**Work instruction:** Quote all of the data below exactly, please.

[Source records]
= Beginning of Section =

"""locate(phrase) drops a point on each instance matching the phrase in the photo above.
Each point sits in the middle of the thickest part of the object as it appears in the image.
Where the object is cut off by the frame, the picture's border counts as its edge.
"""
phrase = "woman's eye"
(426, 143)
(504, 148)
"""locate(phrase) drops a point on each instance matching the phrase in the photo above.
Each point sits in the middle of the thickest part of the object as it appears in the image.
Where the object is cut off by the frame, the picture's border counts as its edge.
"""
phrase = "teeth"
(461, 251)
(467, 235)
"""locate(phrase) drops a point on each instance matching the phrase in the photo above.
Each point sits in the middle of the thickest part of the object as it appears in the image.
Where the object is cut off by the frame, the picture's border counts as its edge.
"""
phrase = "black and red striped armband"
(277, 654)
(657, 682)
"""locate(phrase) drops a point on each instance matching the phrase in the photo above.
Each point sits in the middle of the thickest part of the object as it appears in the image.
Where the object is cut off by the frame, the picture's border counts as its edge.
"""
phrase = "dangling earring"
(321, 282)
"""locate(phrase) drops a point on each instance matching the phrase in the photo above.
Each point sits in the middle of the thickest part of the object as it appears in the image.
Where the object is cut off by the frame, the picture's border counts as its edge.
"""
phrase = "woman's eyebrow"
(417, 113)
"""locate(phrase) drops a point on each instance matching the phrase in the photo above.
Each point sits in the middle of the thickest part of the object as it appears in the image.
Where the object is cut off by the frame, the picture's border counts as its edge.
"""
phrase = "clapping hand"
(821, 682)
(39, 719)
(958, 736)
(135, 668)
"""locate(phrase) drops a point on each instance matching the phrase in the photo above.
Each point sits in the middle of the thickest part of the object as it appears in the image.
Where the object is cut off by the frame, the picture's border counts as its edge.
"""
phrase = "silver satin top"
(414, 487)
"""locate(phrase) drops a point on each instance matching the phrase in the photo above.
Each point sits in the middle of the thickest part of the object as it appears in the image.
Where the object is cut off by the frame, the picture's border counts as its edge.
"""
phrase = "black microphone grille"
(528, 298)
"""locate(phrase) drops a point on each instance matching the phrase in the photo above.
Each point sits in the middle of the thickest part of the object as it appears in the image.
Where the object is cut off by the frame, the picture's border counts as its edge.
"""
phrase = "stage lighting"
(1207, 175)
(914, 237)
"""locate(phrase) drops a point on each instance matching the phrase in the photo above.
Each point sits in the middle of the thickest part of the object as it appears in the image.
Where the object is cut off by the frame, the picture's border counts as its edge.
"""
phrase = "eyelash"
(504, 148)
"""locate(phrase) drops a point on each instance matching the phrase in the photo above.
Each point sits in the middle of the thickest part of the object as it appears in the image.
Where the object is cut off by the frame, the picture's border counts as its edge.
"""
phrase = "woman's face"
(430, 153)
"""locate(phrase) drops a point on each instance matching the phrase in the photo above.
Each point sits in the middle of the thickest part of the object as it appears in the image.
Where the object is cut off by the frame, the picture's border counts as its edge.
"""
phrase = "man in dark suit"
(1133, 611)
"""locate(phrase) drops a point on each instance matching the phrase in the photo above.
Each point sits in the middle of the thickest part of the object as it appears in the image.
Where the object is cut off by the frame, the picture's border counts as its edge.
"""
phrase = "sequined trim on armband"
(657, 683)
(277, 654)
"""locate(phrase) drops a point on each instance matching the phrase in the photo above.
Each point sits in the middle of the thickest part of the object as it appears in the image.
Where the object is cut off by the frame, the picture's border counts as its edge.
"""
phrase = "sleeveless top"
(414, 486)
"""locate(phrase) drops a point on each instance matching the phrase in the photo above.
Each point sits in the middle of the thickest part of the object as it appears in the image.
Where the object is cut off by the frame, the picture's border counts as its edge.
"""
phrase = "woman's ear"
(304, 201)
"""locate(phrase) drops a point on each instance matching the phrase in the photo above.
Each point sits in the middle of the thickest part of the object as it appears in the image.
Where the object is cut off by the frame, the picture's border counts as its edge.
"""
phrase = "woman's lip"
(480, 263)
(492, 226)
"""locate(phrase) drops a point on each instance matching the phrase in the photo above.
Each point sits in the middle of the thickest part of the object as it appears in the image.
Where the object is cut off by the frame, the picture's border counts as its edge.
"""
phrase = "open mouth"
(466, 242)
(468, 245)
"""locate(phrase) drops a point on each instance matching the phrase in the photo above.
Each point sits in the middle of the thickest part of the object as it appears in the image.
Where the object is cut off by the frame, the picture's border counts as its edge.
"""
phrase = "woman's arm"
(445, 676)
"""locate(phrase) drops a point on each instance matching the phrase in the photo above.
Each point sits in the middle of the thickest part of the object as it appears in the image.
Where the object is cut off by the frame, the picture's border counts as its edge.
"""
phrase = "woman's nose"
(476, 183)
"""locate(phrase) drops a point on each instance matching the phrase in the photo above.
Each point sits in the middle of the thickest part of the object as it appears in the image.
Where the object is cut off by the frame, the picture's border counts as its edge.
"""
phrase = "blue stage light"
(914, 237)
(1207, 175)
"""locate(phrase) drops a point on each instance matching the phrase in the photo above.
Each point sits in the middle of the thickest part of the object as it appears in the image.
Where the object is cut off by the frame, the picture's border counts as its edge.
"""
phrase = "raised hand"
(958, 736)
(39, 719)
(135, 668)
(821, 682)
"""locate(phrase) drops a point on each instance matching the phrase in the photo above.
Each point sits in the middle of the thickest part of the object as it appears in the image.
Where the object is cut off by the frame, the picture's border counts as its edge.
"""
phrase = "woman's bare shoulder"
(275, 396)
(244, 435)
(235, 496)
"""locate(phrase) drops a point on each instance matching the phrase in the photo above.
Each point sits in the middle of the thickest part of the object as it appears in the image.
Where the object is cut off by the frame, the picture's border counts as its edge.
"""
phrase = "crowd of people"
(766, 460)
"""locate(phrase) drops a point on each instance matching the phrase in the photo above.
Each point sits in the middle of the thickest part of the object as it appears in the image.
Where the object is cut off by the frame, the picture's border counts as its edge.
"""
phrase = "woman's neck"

= End of Section =

**Answer section:**
"""locate(phrase) drops a point on each instance matching the phrase in the photo above.
Each point sits in the middle of the thickest part of the object as it appears in the image.
Where the object is cut off by the frame, the picture's border counts as its edge.
"""
phrase = "woman's eye"
(426, 143)
(504, 148)
"""locate(phrase) drops a point on each instance matching the phrase in the photo above.
Each point sits in the middle of the thickest part of the object as it appears in the image.
Where the object is cut off by the frame, the picture's border counts as its edge.
"""
phrase = "teeth"
(461, 251)
(467, 235)
"""locate(phrase) drops a point on each instance matching the phrase in the photo above.
Each point sits in the middle of the thickest part of the object as it appears in the image.
Where the object is cut off by the frame, the picture's border counts as its edge.
"""
phrase = "black and red striped armband"
(277, 654)
(657, 682)
"""locate(phrase) drops a point on each instance matching the phrase in the photo above.
Each point sits in the middle of the thickest part of the object as it appears in the image.
Where the object is cut off by the frame, the picture's border counts as its edge.
"""
phrase = "dangling earring"
(321, 282)
"""locate(phrase) drops a point on each instance matching the phrase in the photo above.
Each point sits in the middle of the thickest part of the object as it appears in the image.
Where the object is cut off by the frame, the picture's border counts as its edge.
"""
phrase = "woman's eyebrow"
(417, 113)
"""locate(phrase) drops a point on each instance matching the phrase in the photo above.
Each point sits in the middle of the thickest part of the object as it appears in the image.
Where the object is cut off by the frame, the picture's border counts as its edge.
"""
phrase = "clapping hand"
(821, 682)
(39, 719)
(958, 736)
(135, 668)
"""locate(phrase) drops a point on each instance matching the phrase in the photo above.
Each point sits in the middle of the thickest part of the object as it appears in the image.
Where the object is cut off by the frame, the picture's border counts as its edge.
"""
phrase = "silver satin top"
(414, 487)
"""locate(phrase) drops a point on each instance matching the phrase in the photo above.
Each point sits in the middle of the thickest part of the object as it appears in the image.
Where the object is cut off by the frame, the picture's border counts as its edge.
"""
phrase = "black microphone grille"
(528, 298)
"""locate(phrase) drops a point on each instance matching the phrase in the photo above.
Each point sits in the middle of the thickest part of the object as it appears in the image.
Where the object is cut off by the frame, the picture's border counts as its edge.
"""
phrase = "stage lighting"
(1207, 175)
(914, 237)
"""locate(phrase) drops a point on each instance matching the phrase in the photo above.
Each point sits in the middle of the thickest part of the object as it appears in the image.
Where the object is cut off by the frame, the picture's border counts as its edge.
"""
phrase = "eyelash"
(504, 148)
"""locate(phrase) drops a point on each instance matching the phrase in the photo above.
Each point sits in the middle of the thickest part of the object as it appears in the image.
Where the object is cut off by the frame, the picture's border counts as its edge.
"""
phrase = "woman's face"
(430, 153)
"""locate(phrase) drops a point on each instance matching the phrase in the photo above.
Each point sits in the middle of the thickest part of the object as it appears in the image.
Where the object is cut off by the frame, the picture's border counts as its edge.
"""
phrase = "man in dark suit"
(1133, 611)
"""locate(phrase) drops a point on each instance matching the phrase in the photo above.
Each point sits in the middle of the thickest part of the object as it appears in the image.
Where the object is cut off by the frame, the picture's border counts as its edge.
"""
phrase = "sequined trim on armband"
(657, 683)
(277, 654)
"""locate(phrase) drops a point on each instance matching the phrase in the photo above.
Each point sits in the middle of the thickest part of the object as it appears in the image.
Where the object is cut off by the frame, the picture's border counts as its edge.
"""
phrase = "sleeveless top"
(414, 486)
"""locate(phrase) drops a point on each instance matching the phrase in the photo above.
Each point sits in the middle of the thickest part of the object as it appears in the image.
Where the object is cut off by the frame, the picture's border counts as its edge.
"""
phrase = "woman's ear"
(304, 201)
"""locate(phrase) drops a point on each instance matching the phrase in the photo above.
Each point sits in the middle of the thickest part of the object as it appears in the image.
Where the object is cut off by the frame, the picture's border counts as its edge.
"""
phrase = "woman's lip"
(480, 263)
(492, 226)
"""locate(phrase) drops a point on each instance matching the phrase in the photo above.
Each point sits in the middle of the thickest part of the object as it appears in the image.
Where the object is cut off by the frame, the picture's border counts as its edge.
"""
phrase = "open mouth"
(466, 242)
(468, 245)
"""locate(phrase) drops a point on each instance matching the phrase in the photo above.
Each point sits in the middle of the thickest part of the object as it appears in the image.
Where the object is cut off by the frame, the picture's border counts as its edge.
"""
phrase = "woman's arm"
(445, 676)
"""locate(phrase) drops a point on each instance matching the phrase in the photo above.
Each point sits in the middle of the thickest part of the object as it appears in the image.
Where the object is cut off by the frame, the picture's border counts as its edge.
"""
phrase = "woman's nose"
(476, 183)
"""locate(phrase) drops a point on each instance matching the phrase in the photo above.
Each point sits in the middle of the thickest part of the object as it appears in the image.
Where the object is cut off by the frame, the picture's border counts as its edge.
"""
phrase = "blue stage light"
(914, 237)
(1207, 175)
"""locate(phrase) drops a point on each instance matching the phrase in the photo above.
Each point sits in the middle of the thickest part of the object as it appears in the image.
Where the object is cut off by the frame, the picture's border counts as its edge.
"""
phrase = "raised hand"
(958, 736)
(39, 719)
(135, 668)
(821, 682)
"""locate(phrase) drops a point on each instance matching the phrase in the photo above.
Each point sits in the middle of the thickest part of the object as it appears in the image.
Where the object is cut off by the frame, the picture's border counts as its edge.
"""
phrase = "woman's bare shoulder"
(275, 396)
(244, 435)
(235, 496)
"""locate(phrase) drops a point on each instance matching the phrase in the photo above.
Each point sits in the middle of the thickest part of the object as it appears in the image.
Where the object is cut off by the frame, the picture's border counts as its edge.
"""
phrase = "crowd of people"
(766, 460)
"""locate(phrase) drops a point on each instance matching the phrase in the photo above.
Each point sits in the middle of the thickest part of the object as it appears in the image.
Where the object is cut off by the frame, the picture's border counts as its edge.
"""
phrase = "woman's neck"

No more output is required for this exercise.